→ **DOCUMENT PASSAGE**:
━━━━━━━━━━
So to bring calm to my mind today, I am looking over my journal – my thoughts from the last 7 months to keep me strong. Wild were my thoughts in the beginning but all have the same message – believe, pray, trust, and be the change for others. So I get to work on my projects, cleaning and such but most importantly I have to get outside myself. Go smell the lavender in the backyard. You are still here so keep going – keep pruning the bushes. I pray to let it all go and the truth is that my body and the medical team are working their hardest to keep me safe. So, let’s go Bitsy – keep on going. Today might be shaky, definitely coming off the anesthesia and no food for 2 days but it is time to breathe and work.

My lavender outside my backdoor

Well, I did some errands out and about. I did it even a trip taking sweet Meadow to the vet. I put on my mask and faced the world. Being away from everyone for 7 months except for my medical team and family had become my fortress with an awesome moat. Maybe it was safe there but I need to go on especially for my cheer team. They need me to cheer them on so I take steps. My best advice today is to keep it real knowing that we will all have these bad days. Days were you shake and you can’t breathe. In these moments, just remember you aren’t alone. I still have to save me from myself but I am also saving me for all the people in my life and the ones that I can help. We got this.

I feel like I am rushing over the falls and praying to survive. We all have to reach out for support and love at times. Alone we are not – together we can love.
━━━━━━━━━━
→ **RECORD SET**:

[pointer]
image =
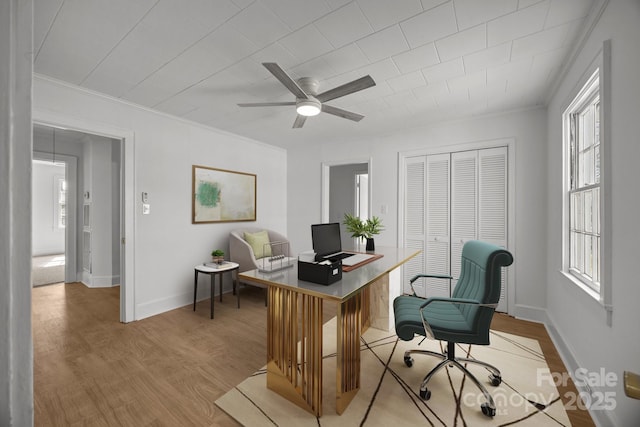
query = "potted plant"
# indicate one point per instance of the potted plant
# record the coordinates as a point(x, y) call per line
point(217, 256)
point(363, 229)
━━━━━━━━━━
Echo the journal passage word for word, starting with "Well, I did" and going on through "we can love.". Nothing in the data is required for the task here.

→ **SOLVED PROBLEM**:
Well, I did some errands out and about. I did it even a trip taking sweet Meadow to the vet. I put on my mask and faced the world. Being away from everyone for 7 months except for my medical team and family had become my fortress with an awesome moat. Maybe it was safe there but I need to go on especially for my cheer team. They need me to cheer them on so I take steps. My best advice today is to keep it real knowing that we will all have these bad days. Days were you shake and you can’t breathe. In these moments, just remember you aren’t alone. I still have to save me from myself but I am also saving me for all the people in my life and the ones that I can help. We got this.

I feel like I am rushing over the falls and praying to survive. We all have to reach out for support and love at times. Alone we are not – together we can love.